* [TEXTO FORNECIDO]
━━━━━━

DINHEIRO – Não há saída então?

SILVA
– Na verdade, o problema é nosso. Como você explica o sucesso de outros países, especialmente dos Estados Unidos? Depois da segunda guerra eles ocuparam suas posições com competência e hoje eles lideram o comércio. A verdade é que o Brasil ainda precisa de marcas.

DINHEIRO – Ter marcas reconhecidas leva tempo. O Brasil conseguirá?

SILVA
– É difícil. Se eu chego num cliente qualquer e digo que o freio não é o que ele conhece, ele não compra. Isso serve para eletrônica e todos componentes do avião.

DINHEIRO – A Varig ganhou prazo da Justiça americana para evitar o arresto de seus aviões. O sr. acha que a varig ainda tem salvação?

━━━━━━

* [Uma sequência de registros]
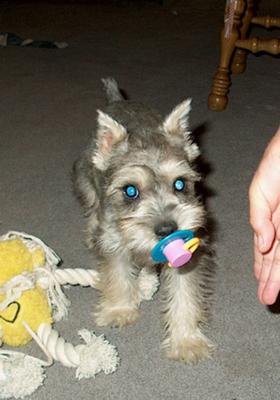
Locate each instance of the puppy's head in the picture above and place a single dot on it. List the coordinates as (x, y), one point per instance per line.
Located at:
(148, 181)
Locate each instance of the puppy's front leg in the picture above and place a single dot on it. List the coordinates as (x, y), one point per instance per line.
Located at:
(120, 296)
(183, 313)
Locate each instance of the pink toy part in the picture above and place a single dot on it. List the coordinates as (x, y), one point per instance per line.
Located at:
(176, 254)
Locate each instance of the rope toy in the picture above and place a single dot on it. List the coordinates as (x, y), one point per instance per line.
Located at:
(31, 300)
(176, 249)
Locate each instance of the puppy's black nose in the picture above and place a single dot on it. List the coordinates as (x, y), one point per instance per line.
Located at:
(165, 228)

━━━━━━

* [EXERCÍCIOS A RESOLVER]
a - Responda com base na entrevista:
(i) Segundo Silva, que país hoje lidera o comércio?
(ii) Do que o Brasil ainda precisa, de acordo com Silva?
(iii) Que empresa ganhou prazo da Justiça americana para evitar o arresto de seus aviões?
b - Edite os registros da linha que contém "Locate each instance of the puppy's black" até o fim deles, inclusive, trocando "nose" por "snout" e mantendo todo o resto igual. Apresente somente essas linhas.

* [SOLUÇÕES POR EXERCÍCIO]
a -
(i) Os Estados Unidos.
(ii) De marcas.
(iii) A Varig.

b -
Locate each instance of the puppy's black snout in the picture above and place a single dot on it. List the coordinates as (x, y), one point per instance per line.
Located at:
(165, 228)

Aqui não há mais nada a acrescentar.